# Start of Text extract
Mr. Akin, an opponent of abortion whose political rise was fueled by evangelicals, provoked ire across the political spectrum after he claimed in a television interview in August 2012 that women’s bodies could somehow reject pregnancies in instances of what he called “legitimate rape.”
“The female body has ways to try to shut that whole thing down,” Mr. Akin said when asked about his stance on abortion in cases in which a woman had been sexually assaulted. “But let’s assume that maybe that didn’t work or something: I think there should be some punishment, but the punishment ought to be of the rapist, and not attacking the child,” he added.
Mr. Akin’s comments infuriated Democrats and women’s rights groups. Leading experts on reproductive health dismissed his logic.
Republicans, too, were incensed by the comments — some were offended and others were angered that Mr. Akin damaged the Republicans’ bid for a crucial Senate seat that he had been favored to win before the interview.
The Republican presidential ticket of Mitt Romney and Paul Ryan quickly distanced itself from Mr. Akin’s remarks.
“His comments about rape were deeply offensive, and I can’t defend what he said,” Mr. Romney said in a statement at the time. “I can’t defend him.”
Republicans withdrew funds and support in an attempt to drive Mr. Akin from the race. Ultimately, he declined calls to step down and was soundly beaten by Senator Claire McCaskill, the Democratic incumbent.
Though Mr. Akin initially apologized for the comments, he later defended them in a book published in 2014 that detailed his experience as a six-term Republican congressman. By asking the public for forgiveness, Mr. Akin wrote in the book, he had validated the “willful misinterpretation” of what he had said.
Mr. Akin was born to Paul and Nancy Akin on July 5, 1947, in New York and grew up near St. Louis. He graduated from an elite prep school, John Burroughs, and received a degree in engineering from Worcester Polytechnic Institute in Massachusetts before earning a master’s in divinity from the Covenant Theological Seminary in Missouri. He worked as a manager at Laclede Steel, which his great-grandfather founded.
# End of Text extract
Given problem
Please write the next part of the Akin excerpt, starting after its final sentence about Laclede Steel. The listing after this has no connection to the Akin excerpt.
# Start of Dataset content
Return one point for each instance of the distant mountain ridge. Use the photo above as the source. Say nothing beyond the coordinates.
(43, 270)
# End of Dataset content
Task answer
A member of the Presbyterian Church in America, he was first elected to the Missouri House in 1988, gaining support from his first political base as part of a network of parents who home-schooled their children; Mr. Akin home-schooled all six of his.
In 2000, he was elected to Congress in what analysts at the time said was a stroke of political fortune. He was seen as an outside candidate in a five-way Republican primary, and he won by 56 votes as the more moderate candidates ate into one another’s totals.
As a legislator, he unapologetically centered his faith, driven by a belief that God had given him a mission to serve.
“He wouldn’t violate his beliefs if you shot him,” Rick Mathes, of the Mission Gate Prison Ministry where Mr. Akin served on the advisory board, said in 2012.
In his 2012 concession speech, Mr. Akin said after “the circumstances that we’ve all been through” it was “particularly appropriate to thank God, who makes no mistakes and is much wiser than we are.”
“And so I say, to God alone be the honor and the glory, regardless of how he decides to organize history,” he said.
In addition to his son Perry Akin, survivors include Mr. Akin’s wife, Lulli Boe Akin; his mother, Nancy Bigelow Akin; three other sons; two daughters and 18 grandchildren, according to The A.P.